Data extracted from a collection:
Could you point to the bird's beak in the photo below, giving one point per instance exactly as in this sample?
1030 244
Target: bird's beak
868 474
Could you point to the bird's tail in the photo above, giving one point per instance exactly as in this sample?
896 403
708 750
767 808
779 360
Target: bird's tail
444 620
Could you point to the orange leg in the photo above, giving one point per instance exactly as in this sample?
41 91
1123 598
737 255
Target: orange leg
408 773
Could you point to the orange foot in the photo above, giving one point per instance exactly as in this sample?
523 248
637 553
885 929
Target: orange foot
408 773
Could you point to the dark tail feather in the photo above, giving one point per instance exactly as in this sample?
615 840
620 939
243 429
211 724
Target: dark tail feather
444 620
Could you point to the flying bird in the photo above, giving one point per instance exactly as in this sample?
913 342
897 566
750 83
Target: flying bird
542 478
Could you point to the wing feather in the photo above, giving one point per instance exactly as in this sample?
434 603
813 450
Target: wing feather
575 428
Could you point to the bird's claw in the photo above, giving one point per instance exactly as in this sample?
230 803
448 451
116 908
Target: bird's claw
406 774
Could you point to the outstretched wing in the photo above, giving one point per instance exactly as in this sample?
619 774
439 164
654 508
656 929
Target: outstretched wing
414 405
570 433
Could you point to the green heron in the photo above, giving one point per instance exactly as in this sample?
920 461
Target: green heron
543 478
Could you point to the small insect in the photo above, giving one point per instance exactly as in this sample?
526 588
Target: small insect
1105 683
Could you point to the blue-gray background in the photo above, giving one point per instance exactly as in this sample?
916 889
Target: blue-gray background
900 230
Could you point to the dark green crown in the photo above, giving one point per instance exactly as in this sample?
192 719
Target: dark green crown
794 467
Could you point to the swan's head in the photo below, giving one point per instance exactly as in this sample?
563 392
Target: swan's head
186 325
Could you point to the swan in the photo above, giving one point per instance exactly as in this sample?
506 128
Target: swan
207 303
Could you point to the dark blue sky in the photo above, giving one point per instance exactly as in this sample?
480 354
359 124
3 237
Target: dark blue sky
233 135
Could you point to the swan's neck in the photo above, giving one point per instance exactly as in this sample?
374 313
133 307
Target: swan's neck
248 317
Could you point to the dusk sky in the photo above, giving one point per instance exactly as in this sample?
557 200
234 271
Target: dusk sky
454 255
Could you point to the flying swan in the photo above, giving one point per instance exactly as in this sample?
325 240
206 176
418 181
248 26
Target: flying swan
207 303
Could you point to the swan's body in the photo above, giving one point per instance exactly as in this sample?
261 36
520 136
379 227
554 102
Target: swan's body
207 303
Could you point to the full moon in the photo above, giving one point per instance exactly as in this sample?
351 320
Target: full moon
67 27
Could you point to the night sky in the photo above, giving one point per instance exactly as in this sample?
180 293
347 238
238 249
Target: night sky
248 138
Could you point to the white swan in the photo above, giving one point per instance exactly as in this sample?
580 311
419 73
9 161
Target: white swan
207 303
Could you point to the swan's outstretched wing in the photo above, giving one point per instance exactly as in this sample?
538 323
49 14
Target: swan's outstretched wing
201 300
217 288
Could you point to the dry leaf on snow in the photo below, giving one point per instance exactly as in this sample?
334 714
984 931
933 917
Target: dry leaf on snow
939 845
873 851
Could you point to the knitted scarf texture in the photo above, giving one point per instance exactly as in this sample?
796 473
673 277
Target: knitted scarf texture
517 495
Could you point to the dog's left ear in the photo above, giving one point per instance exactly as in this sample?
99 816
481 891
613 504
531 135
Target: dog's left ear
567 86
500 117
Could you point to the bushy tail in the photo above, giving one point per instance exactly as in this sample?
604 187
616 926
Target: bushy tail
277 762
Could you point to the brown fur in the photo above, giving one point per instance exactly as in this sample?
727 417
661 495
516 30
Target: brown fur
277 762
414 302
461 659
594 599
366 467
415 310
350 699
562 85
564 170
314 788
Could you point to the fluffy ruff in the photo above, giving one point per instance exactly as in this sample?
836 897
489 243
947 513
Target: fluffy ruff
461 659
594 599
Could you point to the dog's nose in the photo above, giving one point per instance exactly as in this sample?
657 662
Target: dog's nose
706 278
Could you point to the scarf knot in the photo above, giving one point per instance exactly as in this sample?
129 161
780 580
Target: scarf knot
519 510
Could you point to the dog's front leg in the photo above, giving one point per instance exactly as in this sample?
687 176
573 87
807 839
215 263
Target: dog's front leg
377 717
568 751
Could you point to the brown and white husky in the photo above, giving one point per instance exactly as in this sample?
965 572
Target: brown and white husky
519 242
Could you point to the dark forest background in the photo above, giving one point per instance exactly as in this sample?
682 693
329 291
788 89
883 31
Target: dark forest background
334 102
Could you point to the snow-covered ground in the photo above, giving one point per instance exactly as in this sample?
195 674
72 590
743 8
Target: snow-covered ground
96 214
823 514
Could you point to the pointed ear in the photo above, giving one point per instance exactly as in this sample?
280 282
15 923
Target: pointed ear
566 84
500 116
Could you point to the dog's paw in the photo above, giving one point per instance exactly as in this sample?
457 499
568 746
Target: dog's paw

Exercise: Copy all records verbatim.

Task solution:
Could you point to the bird's beak in the photo below, giving one point per instance exactly as in this sample?
1030 244
Target: bird's beak
868 474
Could you point to the bird's tail in the photo above, giving one point per instance exactly as in this sample?
896 403
708 750
767 808
779 360
Target: bird's tail
444 620
Could you point to the orange leg in the photo above, giving one point per instance exactly as in this sample?
41 91
1123 598
737 255
Target: orange leg
408 773
Could you point to the orange foot in the photo above, giving one point per instance exactly as in this sample?
523 248
637 553
885 929
Target: orange foot
408 773
Could you point to the dark tail feather in the photo above, giving one point per instance exactly as in this sample?
615 840
620 939
243 429
211 724
Target: dark tail feather
444 620
Could you point to the flying bird in the photo above, giving one point per instance exactly as in this sample?
913 342
897 566
750 83
Target: flying bird
542 478
Could you point to the wing feather in the photo above, giving one point per instance exactly as in this sample?
434 603
813 450
Target: wing feather
575 428
Could you point to the bird's claw in the photo above, giving one point per instance exactly as in this sample?
230 803
448 451
116 908
Target: bird's claw
406 774
Could you point to the outstretched wing in the photo above, giving one point per instance exactly as in this sample?
619 774
439 164
654 508
656 929
Target: outstretched wing
414 405
570 433
Could you point to the green heron in the photo above, giving one point per instance exactly as in this sample?
920 461
Target: green heron
543 478
Could you point to the small insect in the photo above, giving one point per instance exactly as in this sample?
526 588
Target: small insect
1105 683
Could you point to the blue-gray background in the photo above, giving one point per instance exactly as in this sample?
916 889
Target: blue-gray background
900 230
Could you point to the dark green crown in the photo above, giving one point per instance exactly as in this sample?
192 719
Target: dark green crown
794 467
Could you point to the swan's head in the photo below, giving one point per instance exactly as in this sample?
563 392
Target: swan's head
186 325
Could you point to the swan in the photo above, giving one point per instance exactly as in this sample?
506 128
Target: swan
207 303
Could you point to the dark blue sky in the photo above, giving one point per instance exactly as in this sample?
480 354
359 124
3 237
Target: dark blue sky
233 135
Could you point to the swan's neck in the photo above, giving one point per instance exactly as in this sample?
374 313
133 307
Target: swan's neck
248 317
Could you point to the dusk sky in the photo above, giving one point per instance exactly as in this sample?
557 200
234 271
Target: dusk sky
454 255
Could you point to the flying swan in the photo above, giving one point per instance exactly as in this sample?
325 240
206 176
418 181
248 26
Target: flying swan
207 303
Could you point to the swan's body in the photo above, giving one point per instance exactly as in this sample?
261 36
520 136
379 227
554 102
Target: swan's body
207 303
Could you point to the full moon in the photo above, giving one point per instance exactly as in this sample?
351 320
Target: full moon
67 27
Could you point to the night sky in the photo above, giving one point per instance exactly as in this sample?
180 293
347 238
238 249
Target: night sky
248 138
Could you point to the white swan in the photo above, giving one point per instance exactly as in this sample?
580 311
419 73
9 161
Target: white swan
207 303
Could you point to the swan's outstretched wing in the photo above, giving one point per instance exactly as in this sample?
538 323
49 14
Target: swan's outstretched wing
201 300
217 288
Could you point to the dry leaf on snow in the photo below, giving one point per instance exactly as in this sample?
334 714
984 931
933 917
Target: dry leaf on snow
939 845
873 851
Could you point to the knitted scarf texture in the photo above, giving one point per instance exactly as in this sample?
796 473
673 277
Target: knitted scarf texture
517 495
Could you point to the dog's left ear in the photo above, giving one point per instance exactly as in this sample?
99 816
481 891
613 504
531 135
Target: dog's left ear
567 86
500 117
Could you point to the bushy tail in the photo above, giving one point per instance exactly as in this sample?
604 187
616 926
Target: bushy tail
277 762
Could you point to the brown fur in the photo above, giving one point per instance exactly as in this sample?
727 417
661 495
516 30
Target: brown fur
277 762
414 302
461 659
594 599
366 467
415 310
350 699
562 85
564 170
314 788
Could you point to the fluffy ruff in the photo above, giving one point per instance exactly as in this sample?
836 897
489 243
947 513
Target: fluffy ruff
461 659
594 599
Could you point to the dog's nose in the photo above, giving one point per instance exactly as in this sample?
657 662
Target: dog's nose
706 278
Could you point to the scarf knot in the photo above, giving one point per instance exactly as in this sample?
129 161
780 580
Target: scarf knot
519 510
Could you point to the dog's front leg in the photo above, giving one point per instance exactly as in this sample?
687 176
573 87
807 839
215 263
Target: dog's front leg
377 717
568 751
Could you point to the brown and white husky in the photo above, giving one point per instance exactly as in this sample?
965 572
Target: brown and white husky
519 242
Could you point to the dark forest background in the photo above, giving one point per instance exactly as in this sample?
682 693
329 291
788 89
883 31
Target: dark forest background
334 102
Could you point to the snow-covered ground in the photo above, giving one point per instance exactly as in this sample?
195 674
72 590
743 8
Target: snow-covered ground
96 214
823 514
Could you point to the pointed ear in the photo above, giving one point per instance exactly as in this sample?
280 282
15 923
Target: pointed ear
566 84
500 116
Could you point to the dog's paw in the photo above, giving one point per instance exactly as in this sample?
457 499
568 746
Target: dog's paw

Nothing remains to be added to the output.